**What to work on:** Copy the part of the listing that runs from its start through the line containing "M 1089 525 L", keeping the requests, and offset every coordinate in the answers by 104. Leave the pictures out of your reply.

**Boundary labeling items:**
========
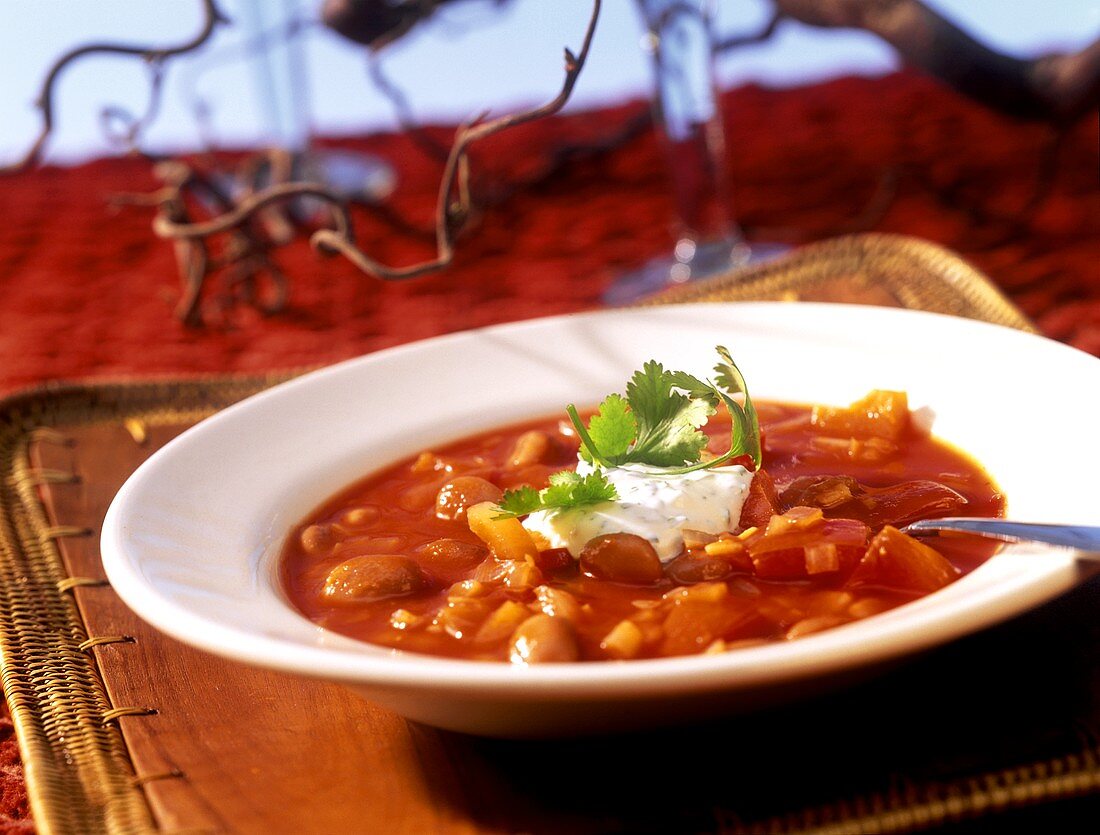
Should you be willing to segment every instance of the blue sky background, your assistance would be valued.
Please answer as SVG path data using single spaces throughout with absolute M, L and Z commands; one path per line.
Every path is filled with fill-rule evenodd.
M 927 1 L 991 46 L 1018 55 L 1079 48 L 1100 34 L 1100 0 Z M 146 134 L 151 147 L 199 143 L 196 97 L 209 105 L 219 144 L 270 139 L 272 116 L 257 92 L 257 65 L 233 59 L 233 44 L 257 8 L 274 13 L 283 2 L 305 17 L 319 7 L 319 0 L 221 0 L 235 25 L 220 30 L 201 55 L 169 65 L 162 111 Z M 561 50 L 580 46 L 590 8 L 587 0 L 514 0 L 503 9 L 487 0 L 466 0 L 395 44 L 383 66 L 425 121 L 535 102 L 557 91 Z M 719 26 L 729 32 L 758 28 L 769 9 L 766 0 L 723 0 Z M 195 33 L 199 22 L 195 0 L 7 0 L 0 6 L 0 163 L 18 156 L 35 135 L 38 120 L 31 102 L 58 54 L 90 40 L 176 43 Z M 649 67 L 640 35 L 630 0 L 605 0 L 573 108 L 647 95 Z M 366 79 L 360 48 L 319 29 L 304 44 L 315 131 L 395 127 L 391 105 Z M 792 86 L 849 73 L 880 74 L 894 66 L 891 51 L 870 35 L 788 23 L 768 43 L 723 58 L 719 73 L 727 86 L 747 80 Z M 110 151 L 100 128 L 105 106 L 143 109 L 146 73 L 132 58 L 91 57 L 75 64 L 57 91 L 59 119 L 47 161 L 79 160 Z

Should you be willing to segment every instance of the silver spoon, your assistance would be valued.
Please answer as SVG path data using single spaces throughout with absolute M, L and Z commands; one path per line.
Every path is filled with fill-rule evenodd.
M 1089 525 L 1038 525 L 1008 519 L 947 518 L 921 519 L 902 528 L 905 534 L 922 536 L 943 531 L 963 531 L 1004 542 L 1046 542 L 1080 551 L 1080 557 L 1100 562 L 1100 527 Z

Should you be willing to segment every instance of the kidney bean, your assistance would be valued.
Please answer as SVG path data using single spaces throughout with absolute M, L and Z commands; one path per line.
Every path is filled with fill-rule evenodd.
M 324 597 L 330 603 L 377 601 L 415 594 L 428 580 L 415 560 L 397 553 L 353 557 L 329 572 Z
M 508 641 L 508 660 L 515 664 L 575 661 L 580 657 L 576 635 L 563 617 L 532 615 Z
M 635 534 L 590 539 L 581 551 L 581 570 L 597 580 L 632 585 L 651 585 L 664 574 L 653 546 Z

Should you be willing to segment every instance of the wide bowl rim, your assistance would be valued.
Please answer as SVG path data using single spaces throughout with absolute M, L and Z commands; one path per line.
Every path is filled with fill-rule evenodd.
M 1012 340 L 1034 340 L 1034 344 L 1054 345 L 1059 351 L 1070 352 L 1065 354 L 1066 356 L 1079 354 L 1096 362 L 1094 358 L 1067 345 L 998 325 L 926 311 L 833 303 L 800 303 L 796 306 L 767 301 L 701 303 L 671 307 L 598 310 L 530 319 L 435 337 L 346 360 L 282 383 L 230 406 L 182 433 L 146 460 L 112 501 L 101 534 L 105 570 L 118 594 L 142 618 L 175 638 L 216 655 L 285 672 L 366 688 L 400 690 L 428 688 L 440 693 L 537 700 L 641 699 L 718 690 L 735 691 L 840 672 L 919 652 L 952 638 L 991 626 L 1068 591 L 1088 576 L 1089 572 L 1078 563 L 1070 551 L 1038 546 L 1013 546 L 987 563 L 993 564 L 997 561 L 997 564 L 1002 567 L 1015 567 L 1012 570 L 1007 569 L 1005 576 L 998 583 L 989 585 L 979 582 L 983 571 L 979 569 L 943 592 L 913 604 L 796 641 L 769 644 L 711 656 L 517 668 L 499 662 L 453 660 L 399 650 L 380 653 L 376 647 L 372 648 L 374 652 L 364 652 L 362 647 L 353 646 L 358 642 L 342 638 L 337 641 L 339 646 L 306 646 L 264 635 L 260 629 L 240 629 L 197 615 L 163 591 L 152 587 L 136 570 L 133 563 L 134 556 L 128 552 L 130 546 L 124 537 L 127 513 L 132 512 L 135 502 L 140 503 L 142 490 L 150 479 L 156 477 L 157 468 L 162 465 L 160 462 L 173 455 L 173 450 L 186 447 L 191 442 L 189 439 L 212 431 L 211 427 L 217 427 L 222 421 L 308 388 L 330 375 L 341 374 L 364 364 L 385 363 L 395 355 L 409 352 L 454 350 L 464 342 L 482 339 L 485 334 L 516 336 L 542 328 L 552 329 L 560 323 L 579 320 L 638 315 L 675 317 L 682 315 L 684 310 L 698 308 L 737 310 L 751 315 L 754 311 L 776 310 L 780 307 L 787 310 L 798 308 L 800 315 L 809 315 L 814 309 L 820 309 L 822 312 L 857 318 L 901 317 L 899 321 L 911 317 L 926 318 L 930 327 L 941 330 L 964 327 L 975 333 L 996 333 Z M 1041 569 L 1036 568 L 1037 552 L 1042 552 Z M 935 605 L 939 611 L 938 616 L 931 623 L 924 616 L 924 609 L 930 606 L 928 601 L 933 601 L 931 605 Z M 872 626 L 868 627 L 869 623 Z M 914 625 L 922 628 L 914 628 Z M 875 634 L 866 637 L 873 640 L 864 642 L 862 633 L 869 629 Z M 859 651 L 854 652 L 854 649 Z

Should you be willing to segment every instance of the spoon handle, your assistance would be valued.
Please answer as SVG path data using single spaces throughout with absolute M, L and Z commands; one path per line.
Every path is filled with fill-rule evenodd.
M 1100 527 L 1088 525 L 1037 525 L 1008 519 L 922 519 L 906 525 L 906 534 L 937 534 L 958 530 L 1007 542 L 1033 541 L 1059 545 L 1084 551 L 1086 558 L 1100 559 Z

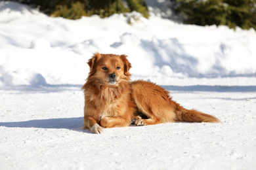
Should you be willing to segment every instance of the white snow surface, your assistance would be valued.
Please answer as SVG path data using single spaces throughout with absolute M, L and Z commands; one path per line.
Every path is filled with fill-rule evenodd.
M 148 20 L 77 20 L 0 2 L 0 169 L 256 169 L 255 31 L 181 24 L 169 1 L 148 2 Z M 127 55 L 133 80 L 222 122 L 82 129 L 97 51 Z

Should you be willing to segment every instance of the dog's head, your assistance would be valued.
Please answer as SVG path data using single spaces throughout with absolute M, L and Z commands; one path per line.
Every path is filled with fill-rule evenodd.
M 131 63 L 125 55 L 95 53 L 88 61 L 89 76 L 96 78 L 103 84 L 115 85 L 121 81 L 130 80 Z

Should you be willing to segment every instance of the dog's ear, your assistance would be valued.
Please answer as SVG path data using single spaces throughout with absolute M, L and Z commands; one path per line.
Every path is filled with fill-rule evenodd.
M 121 55 L 120 58 L 121 60 L 123 61 L 124 67 L 123 67 L 123 70 L 124 70 L 124 75 L 127 76 L 131 76 L 130 72 L 129 72 L 129 70 L 131 67 L 131 64 L 130 62 L 129 62 L 128 60 L 126 58 L 127 56 L 125 55 Z
M 93 57 L 87 62 L 89 66 L 90 67 L 91 71 L 93 71 L 96 67 L 96 63 L 101 58 L 101 55 L 98 52 L 93 54 Z

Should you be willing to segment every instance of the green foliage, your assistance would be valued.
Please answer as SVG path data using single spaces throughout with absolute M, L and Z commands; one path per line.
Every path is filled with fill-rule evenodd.
M 97 14 L 101 18 L 113 14 L 136 10 L 148 18 L 148 10 L 144 0 L 13 0 L 38 8 L 52 16 L 79 19 L 82 16 Z
M 171 0 L 186 24 L 256 30 L 255 0 Z
M 144 0 L 125 0 L 131 11 L 136 10 L 141 13 L 144 17 L 148 18 L 148 9 Z

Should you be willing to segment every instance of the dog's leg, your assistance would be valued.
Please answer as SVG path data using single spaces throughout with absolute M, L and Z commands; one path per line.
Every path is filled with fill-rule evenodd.
M 83 125 L 85 128 L 88 128 L 89 129 L 94 133 L 102 133 L 103 130 L 96 122 L 96 120 L 92 117 L 85 116 L 83 118 Z
M 131 122 L 131 118 L 124 116 L 104 117 L 100 121 L 100 124 L 104 128 L 115 128 L 128 126 Z
M 148 119 L 142 119 L 140 116 L 136 116 L 132 120 L 132 122 L 136 126 L 153 125 L 161 123 L 161 120 L 155 116 L 152 116 Z

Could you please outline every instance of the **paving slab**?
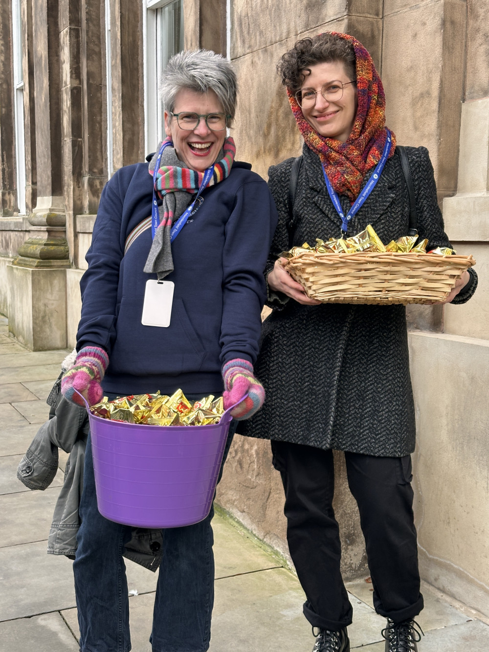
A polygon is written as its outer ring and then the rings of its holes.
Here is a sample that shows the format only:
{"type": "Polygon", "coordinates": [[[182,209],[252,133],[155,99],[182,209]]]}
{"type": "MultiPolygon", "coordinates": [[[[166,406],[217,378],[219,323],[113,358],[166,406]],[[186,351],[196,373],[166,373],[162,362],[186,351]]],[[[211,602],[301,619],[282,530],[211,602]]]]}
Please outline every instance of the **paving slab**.
{"type": "Polygon", "coordinates": [[[0,623],[0,641],[5,652],[78,652],[79,649],[57,612],[0,623]]]}
{"type": "Polygon", "coordinates": [[[250,536],[242,533],[218,514],[213,519],[213,529],[216,578],[279,565],[250,536]]]}
{"type": "Polygon", "coordinates": [[[0,621],[75,606],[72,562],[46,550],[46,541],[0,548],[0,621]]]}
{"type": "MultiPolygon", "coordinates": [[[[59,370],[58,370],[59,372],[59,370]]],[[[55,378],[52,378],[50,380],[33,380],[22,383],[22,385],[33,394],[35,394],[38,398],[40,398],[42,401],[46,401],[48,400],[50,392],[53,389],[53,385],[56,382],[57,379],[57,376],[55,378]]],[[[1,387],[1,385],[0,385],[1,387]]]]}
{"type": "MultiPolygon", "coordinates": [[[[419,652],[488,652],[489,626],[477,620],[432,629],[421,637],[418,647],[419,652]]],[[[364,652],[384,652],[385,643],[360,649],[364,652]]]]}
{"type": "MultiPolygon", "coordinates": [[[[209,652],[308,652],[312,647],[314,639],[302,614],[304,594],[288,570],[275,569],[217,580],[215,593],[209,652]]],[[[151,650],[154,600],[153,593],[129,599],[131,642],[137,652],[151,650]]],[[[78,634],[76,610],[62,614],[78,634]]]]}
{"type": "MultiPolygon", "coordinates": [[[[372,584],[366,583],[364,580],[360,580],[347,582],[346,585],[348,591],[373,608],[372,592],[370,590],[372,584]]],[[[416,617],[416,620],[424,632],[447,625],[459,625],[469,619],[469,617],[462,612],[441,600],[426,582],[422,583],[421,593],[424,599],[424,608],[419,615],[416,617]]],[[[385,625],[383,627],[385,627],[385,625]]],[[[489,645],[488,649],[489,649],[489,645]]]]}
{"type": "Polygon", "coordinates": [[[31,401],[12,402],[12,406],[29,423],[44,423],[49,418],[50,406],[46,401],[41,401],[38,398],[31,401]]]}
{"type": "Polygon", "coordinates": [[[0,548],[46,540],[59,494],[53,487],[0,496],[0,548]]]}
{"type": "MultiPolygon", "coordinates": [[[[46,541],[0,548],[0,621],[75,606],[72,561],[48,555],[46,541]]],[[[125,560],[129,589],[155,591],[157,573],[125,560]]]]}
{"type": "MultiPolygon", "coordinates": [[[[17,467],[22,459],[22,455],[5,455],[0,457],[0,496],[4,494],[18,494],[31,491],[17,477],[17,467]]],[[[51,486],[61,486],[63,484],[63,474],[58,469],[56,476],[51,486]]]]}
{"type": "Polygon", "coordinates": [[[61,364],[70,353],[68,349],[56,351],[26,351],[21,353],[7,353],[0,355],[0,369],[6,367],[32,366],[33,364],[61,364]]]}
{"type": "Polygon", "coordinates": [[[0,403],[0,423],[2,426],[23,426],[29,421],[10,403],[0,403]]]}
{"type": "Polygon", "coordinates": [[[5,335],[0,335],[0,355],[5,353],[25,353],[28,351],[25,346],[22,346],[15,340],[12,340],[10,337],[5,338],[5,335]]]}
{"type": "Polygon", "coordinates": [[[0,403],[12,403],[13,401],[31,401],[38,398],[21,383],[8,383],[7,385],[0,385],[0,403]]]}
{"type": "Polygon", "coordinates": [[[31,380],[50,380],[51,378],[57,378],[60,370],[59,364],[7,367],[1,370],[0,385],[23,383],[31,380]]]}
{"type": "Polygon", "coordinates": [[[212,652],[300,652],[314,639],[302,613],[297,578],[273,569],[216,582],[212,652]]]}
{"type": "Polygon", "coordinates": [[[38,428],[38,423],[28,423],[25,419],[22,426],[2,424],[0,427],[0,454],[23,455],[38,428]]]}

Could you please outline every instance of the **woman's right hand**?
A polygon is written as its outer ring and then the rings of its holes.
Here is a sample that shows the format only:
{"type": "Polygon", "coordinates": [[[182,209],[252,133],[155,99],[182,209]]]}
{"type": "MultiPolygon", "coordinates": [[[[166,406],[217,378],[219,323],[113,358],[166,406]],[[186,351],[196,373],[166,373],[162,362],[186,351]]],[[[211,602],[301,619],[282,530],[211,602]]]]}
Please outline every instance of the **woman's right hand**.
{"type": "Polygon", "coordinates": [[[288,297],[304,306],[317,306],[321,303],[321,301],[316,299],[308,299],[301,284],[295,281],[289,273],[285,271],[280,261],[285,261],[286,259],[278,258],[275,261],[273,269],[268,275],[269,287],[277,292],[286,294],[288,297]]]}

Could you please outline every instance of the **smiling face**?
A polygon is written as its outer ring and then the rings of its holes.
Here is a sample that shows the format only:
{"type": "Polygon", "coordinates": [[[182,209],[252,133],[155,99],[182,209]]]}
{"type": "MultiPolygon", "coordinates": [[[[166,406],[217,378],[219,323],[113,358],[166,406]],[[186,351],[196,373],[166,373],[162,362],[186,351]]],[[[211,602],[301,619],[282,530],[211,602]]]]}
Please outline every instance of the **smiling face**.
{"type": "Polygon", "coordinates": [[[331,82],[343,83],[351,82],[342,61],[328,61],[310,66],[310,74],[306,72],[301,90],[310,89],[316,93],[314,106],[303,108],[303,115],[313,129],[327,138],[346,142],[351,132],[357,114],[357,89],[355,84],[345,86],[343,96],[335,102],[329,102],[321,94],[321,89],[331,82]]]}
{"type": "MultiPolygon", "coordinates": [[[[200,115],[224,113],[213,91],[197,93],[188,89],[177,93],[172,112],[179,113],[183,111],[200,115]]],[[[203,118],[192,131],[181,129],[177,119],[168,111],[165,111],[165,131],[171,138],[180,160],[198,172],[203,172],[215,163],[226,139],[226,129],[211,131],[203,118]]]]}

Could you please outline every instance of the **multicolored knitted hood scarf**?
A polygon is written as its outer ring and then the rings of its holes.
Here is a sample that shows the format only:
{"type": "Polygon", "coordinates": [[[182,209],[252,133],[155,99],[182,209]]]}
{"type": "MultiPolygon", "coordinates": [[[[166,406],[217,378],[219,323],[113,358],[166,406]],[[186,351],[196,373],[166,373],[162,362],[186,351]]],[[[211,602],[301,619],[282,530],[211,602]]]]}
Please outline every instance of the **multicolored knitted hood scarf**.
========
**Response for this exercise:**
Should you be willing to segment every instance of the blue sky background, your assistance would be valued.
Please answer as SVG path data using single spaces throughout with absolute M, L and Z commands; one path per line.
Every path is filled with fill-rule evenodd.
M 1031 105 L 1095 150 L 1122 159 L 1183 152 L 1204 138 L 1204 104 Z M 250 238 L 255 251 L 303 247 L 300 201 L 313 209 L 323 248 L 374 243 L 376 220 L 361 196 L 361 169 L 337 163 L 337 148 L 361 112 L 378 117 L 387 106 L 409 121 L 423 111 L 423 104 L 325 104 L 339 129 L 324 134 L 305 159 L 273 169 L 266 215 Z M 665 154 L 684 150 L 694 112 L 691 104 L 618 104 L 607 113 L 591 104 L 570 104 L 499 148 L 487 170 L 529 225 L 639 206 L 661 195 Z M 823 130 L 833 136 L 862 132 L 873 113 L 870 104 L 827 104 Z M 299 137 L 303 126 L 299 104 L 111 104 L 104 110 L 104 267 L 122 260 L 139 239 L 142 224 L 135 206 L 162 158 L 194 144 L 280 147 Z M 753 171 L 744 139 L 734 104 L 709 104 L 677 212 L 751 199 Z M 470 183 L 464 152 L 423 133 L 408 148 L 419 235 L 499 231 L 495 209 Z M 896 190 L 953 177 L 984 178 L 998 170 L 995 155 L 974 139 L 892 127 L 872 147 L 827 162 L 823 177 L 831 190 L 851 184 Z M 214 255 L 204 232 L 209 210 L 247 213 L 250 177 L 236 162 L 195 161 L 179 168 L 161 195 L 163 223 L 151 265 L 183 264 Z

Should you be willing to segment every instance of the silver spoon, your assistance would be valued.
Please answer as SVG path data using single spaces throughout with absolute M, L and Z commands; one path per line.
Every path is filled with fill-rule evenodd.
M 1193 629 L 1142 629 L 1112 623 L 1051 622 L 1025 623 L 1006 632 L 1009 638 L 1026 640 L 1047 635 L 1067 635 L 1108 646 L 1150 646 L 1184 655 L 1184 661 L 1204 666 L 1204 631 Z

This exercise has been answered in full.